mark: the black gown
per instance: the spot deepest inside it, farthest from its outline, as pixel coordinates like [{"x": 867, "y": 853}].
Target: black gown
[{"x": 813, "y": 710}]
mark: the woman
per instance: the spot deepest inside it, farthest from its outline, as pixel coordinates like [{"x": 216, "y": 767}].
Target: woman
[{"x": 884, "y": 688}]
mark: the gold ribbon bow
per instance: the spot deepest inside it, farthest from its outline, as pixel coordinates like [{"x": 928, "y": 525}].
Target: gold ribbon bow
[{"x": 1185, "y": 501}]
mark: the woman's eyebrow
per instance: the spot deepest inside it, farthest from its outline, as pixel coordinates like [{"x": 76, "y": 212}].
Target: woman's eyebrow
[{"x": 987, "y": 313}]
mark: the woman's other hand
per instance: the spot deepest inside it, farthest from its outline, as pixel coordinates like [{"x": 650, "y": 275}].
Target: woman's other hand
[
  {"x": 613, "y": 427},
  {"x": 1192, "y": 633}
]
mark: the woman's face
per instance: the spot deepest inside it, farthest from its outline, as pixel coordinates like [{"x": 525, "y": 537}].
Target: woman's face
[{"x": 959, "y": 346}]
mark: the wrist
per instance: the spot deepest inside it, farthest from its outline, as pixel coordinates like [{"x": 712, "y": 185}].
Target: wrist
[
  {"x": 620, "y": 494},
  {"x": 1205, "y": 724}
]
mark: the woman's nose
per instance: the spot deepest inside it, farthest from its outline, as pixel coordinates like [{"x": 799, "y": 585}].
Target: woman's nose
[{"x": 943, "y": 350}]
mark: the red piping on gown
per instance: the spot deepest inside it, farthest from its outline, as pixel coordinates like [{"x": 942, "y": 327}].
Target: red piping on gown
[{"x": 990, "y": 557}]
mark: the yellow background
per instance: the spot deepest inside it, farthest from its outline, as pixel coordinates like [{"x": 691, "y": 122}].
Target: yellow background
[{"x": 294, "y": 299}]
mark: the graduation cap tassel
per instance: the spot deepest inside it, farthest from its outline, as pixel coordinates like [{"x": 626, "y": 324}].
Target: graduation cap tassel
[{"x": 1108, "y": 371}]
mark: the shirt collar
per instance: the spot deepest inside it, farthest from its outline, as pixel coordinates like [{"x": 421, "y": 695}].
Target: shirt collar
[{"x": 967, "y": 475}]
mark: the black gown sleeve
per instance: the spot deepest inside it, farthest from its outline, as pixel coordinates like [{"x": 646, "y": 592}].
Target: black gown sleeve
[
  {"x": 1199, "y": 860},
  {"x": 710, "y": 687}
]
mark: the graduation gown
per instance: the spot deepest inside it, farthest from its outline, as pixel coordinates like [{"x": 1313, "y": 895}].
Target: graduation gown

### How to complete this task:
Exactly as written, please transcribe the lines from the start of the records above to the line that holds "mark: the woman's other hand", both ends included.

### Problem solution:
mark: the black gown
per instance: the spot deepest inside it, farthest from its outline, as pixel coordinates like [{"x": 867, "y": 853}].
Target: black gown
[{"x": 813, "y": 710}]
mark: the woman
per instance: the spot deepest inside it, farthest from its outline, as pixel coordinates like [{"x": 216, "y": 767}].
Target: woman
[{"x": 884, "y": 688}]
mark: the gold ribbon bow
per instance: the spot deepest inside it, farthest from its outline, as pixel coordinates like [{"x": 928, "y": 525}].
Target: gold ribbon bow
[{"x": 1185, "y": 501}]
mark: the woman's eyebrow
per instance: the spot deepest inside it, farthest from its outline, as pixel coordinates like [{"x": 76, "y": 212}].
Target: woman's eyebrow
[{"x": 987, "y": 313}]
mark: the woman's other hand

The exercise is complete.